## Provided text

↓

Living Art History

Natalie Minewski, 83, sat patiently in the lobby of Woodland Pond retirement community in New Paltz, N.Y. Her small, fragile frame rose surprisingly quickly when she spotted the large painting coming through the front doors.

“Nope, I didn’t paint that. I think it might have been one of my husband’s students’ paintings,” she said, adjusting her glasses to get a better look at the multicolored art piece.

Although Minewski, a former professor at the State University of New York (SUNY) at New Paltz, hasn’t taught in years, her contributions to the New Paltz art community have helped shape the way in which different generations view art in the small town.

Walking into Minewski’s apartment is like entering a museum. Paintings are hung on every open surface, some hers’ and some made by her well-known husband Alex Minewski, who was also a notable artist.

“Alex was a teacher at New Paltz also. He was extraordinary,” she said. “There is a scholarship in his name now at the school.”

However, Minewski has had her fair share of successful art. She was born in the Bronx in 1927 to a family of artists. She graduated from Cooper Union in 1947 and immediately started working as a display designer on Fifth Avenue for Helena Rubenstein.

After that, she decided to go to Europe, spending most of the 1950s in Paris. While there, she began traveling with The Living Theatre, an avant-garde theatre troupe.

“I just went there with hardly any money,” said Minewski. “It was one of the greatest experiences of my life.”

Minewski’s European experience was not limited to theatre arts. She had many jobs, including working as an illustrator for the French Army. It was her job to draw the supply lines for the army’s defenses with exact precision.

She then moved back to the states and worked with some of the most popular children’s authors, Shel Silverstein and Maurice Sendak. She helped Silverstein with his popular novel, A Giraffe and a Half.

“[Silverstein] was very nice. He was a character,” said Minewski. “He would fit in New Paltz well.”

She then met Alex Minewski. The two got married and moved to New Paltz, N.Y. in 1967, a time that she described as crazy and unpredictable. While in town, she decided to go back to school and she earned a degree in art education from New Paltz.

She then taught at New Paltz in the now-disbanded, innovative studies department, which she described as extraordinary. This was because the program was directly connected with the theatre arts department, which the school had never done before.

However, things changed when computers came into the art world.

“The computer put the delete button on my career,” she said.

She had trouble adjusting to the new technology and said that the computer can both help and hinder art. Minewski said if people use it in the right way, it could be an asset. However, she felt many don’t and therefore create art just because they can do so easily, without passion or emotion.

After leaving her teaching career, she worked for local newspapers as an art director and designing ads. She is also one of the founding members of the New Paltz Arts Community, which teaches a variety of art classes for people of all ages.

Minewski still produces art. She recently had her art displayed in LaBella Pizza Bistro and still has art shows all around the Hudson Valley. She also teaches a watercolor class for senior citizens.

Though she has traveled around the world New Paltz is as ingrained in her as much as her art is, Minewski said.

“I don’t want to go to Florida,” she said. “I don’t want to leave New Paltz.”

↑

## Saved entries
↓

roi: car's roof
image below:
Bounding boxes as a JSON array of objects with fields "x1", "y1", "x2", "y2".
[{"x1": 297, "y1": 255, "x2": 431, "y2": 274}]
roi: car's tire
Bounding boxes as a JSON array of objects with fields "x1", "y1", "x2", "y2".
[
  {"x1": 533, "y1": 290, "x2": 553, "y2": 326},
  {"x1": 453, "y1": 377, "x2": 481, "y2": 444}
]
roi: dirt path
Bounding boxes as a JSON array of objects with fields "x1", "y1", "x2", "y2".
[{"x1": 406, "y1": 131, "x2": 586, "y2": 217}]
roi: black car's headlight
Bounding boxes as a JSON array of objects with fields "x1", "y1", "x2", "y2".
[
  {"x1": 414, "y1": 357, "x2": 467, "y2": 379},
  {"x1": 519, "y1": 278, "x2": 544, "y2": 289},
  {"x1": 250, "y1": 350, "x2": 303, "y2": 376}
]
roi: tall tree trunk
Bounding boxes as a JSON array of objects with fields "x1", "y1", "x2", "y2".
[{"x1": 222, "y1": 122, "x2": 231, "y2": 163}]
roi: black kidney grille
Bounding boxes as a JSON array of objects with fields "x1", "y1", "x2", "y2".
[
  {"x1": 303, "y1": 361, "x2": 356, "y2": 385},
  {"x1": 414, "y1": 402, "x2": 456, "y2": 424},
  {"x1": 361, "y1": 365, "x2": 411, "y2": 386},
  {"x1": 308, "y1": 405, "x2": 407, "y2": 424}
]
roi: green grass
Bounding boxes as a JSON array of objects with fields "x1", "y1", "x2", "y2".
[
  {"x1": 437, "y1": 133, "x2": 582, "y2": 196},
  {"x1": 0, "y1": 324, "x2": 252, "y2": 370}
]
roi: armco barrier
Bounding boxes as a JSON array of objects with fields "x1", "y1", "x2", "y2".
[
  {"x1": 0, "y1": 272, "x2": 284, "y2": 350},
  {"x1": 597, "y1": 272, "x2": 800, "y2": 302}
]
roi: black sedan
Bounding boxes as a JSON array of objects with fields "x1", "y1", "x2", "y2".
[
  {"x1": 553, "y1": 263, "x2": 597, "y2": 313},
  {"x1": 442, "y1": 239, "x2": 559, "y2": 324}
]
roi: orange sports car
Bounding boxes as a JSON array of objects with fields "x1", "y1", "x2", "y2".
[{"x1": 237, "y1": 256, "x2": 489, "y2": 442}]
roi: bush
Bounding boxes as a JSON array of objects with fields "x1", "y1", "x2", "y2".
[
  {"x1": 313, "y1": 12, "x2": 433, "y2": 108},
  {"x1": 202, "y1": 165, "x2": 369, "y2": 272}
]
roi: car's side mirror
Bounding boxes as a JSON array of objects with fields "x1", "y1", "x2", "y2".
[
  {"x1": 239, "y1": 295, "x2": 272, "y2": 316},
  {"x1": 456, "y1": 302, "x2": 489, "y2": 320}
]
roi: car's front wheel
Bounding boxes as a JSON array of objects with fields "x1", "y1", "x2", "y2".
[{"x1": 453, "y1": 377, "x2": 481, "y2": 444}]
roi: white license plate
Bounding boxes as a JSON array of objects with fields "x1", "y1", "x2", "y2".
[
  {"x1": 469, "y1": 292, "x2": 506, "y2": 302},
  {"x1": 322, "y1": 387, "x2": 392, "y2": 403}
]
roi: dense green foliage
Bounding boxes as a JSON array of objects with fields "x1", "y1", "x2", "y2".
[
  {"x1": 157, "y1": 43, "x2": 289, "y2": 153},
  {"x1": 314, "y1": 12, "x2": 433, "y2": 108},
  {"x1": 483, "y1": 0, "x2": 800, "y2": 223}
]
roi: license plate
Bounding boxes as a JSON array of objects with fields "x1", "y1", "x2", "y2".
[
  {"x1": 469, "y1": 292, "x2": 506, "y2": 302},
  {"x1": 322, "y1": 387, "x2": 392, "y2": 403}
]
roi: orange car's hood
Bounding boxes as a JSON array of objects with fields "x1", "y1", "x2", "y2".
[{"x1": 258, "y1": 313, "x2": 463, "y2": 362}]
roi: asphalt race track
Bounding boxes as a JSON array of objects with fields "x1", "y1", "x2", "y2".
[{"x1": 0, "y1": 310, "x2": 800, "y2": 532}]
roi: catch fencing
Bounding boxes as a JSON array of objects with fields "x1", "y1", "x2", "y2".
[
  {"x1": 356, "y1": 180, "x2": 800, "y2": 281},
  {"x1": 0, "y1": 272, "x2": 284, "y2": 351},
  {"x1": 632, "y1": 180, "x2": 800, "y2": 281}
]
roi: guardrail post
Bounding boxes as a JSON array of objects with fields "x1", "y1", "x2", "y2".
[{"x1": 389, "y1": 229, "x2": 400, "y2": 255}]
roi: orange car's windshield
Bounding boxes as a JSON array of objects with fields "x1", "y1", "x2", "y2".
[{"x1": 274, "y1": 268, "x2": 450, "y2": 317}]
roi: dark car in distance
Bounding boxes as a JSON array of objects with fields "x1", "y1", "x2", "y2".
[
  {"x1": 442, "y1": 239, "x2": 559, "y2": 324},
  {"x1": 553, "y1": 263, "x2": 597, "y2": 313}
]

↑

## The task
Decide whether each statement agrees with the Minewski article, answering yes or no and quoting the words of the article that settle it: (a) Minewski graduated from Cooper Union in 1947. (b) She and Alex Minewski moved to New Paltz in 1957. (c) In Europe she worked as an illustrator for the French Army. Nothing in the listing is needed here.

## Written answer
(a) Yes: "She graduated from Cooper Union in 1947"
(b) No: "The two got married and moved to New Paltz, N.Y. in 1967"
(c) Yes: "working as an illustrator for the French Army"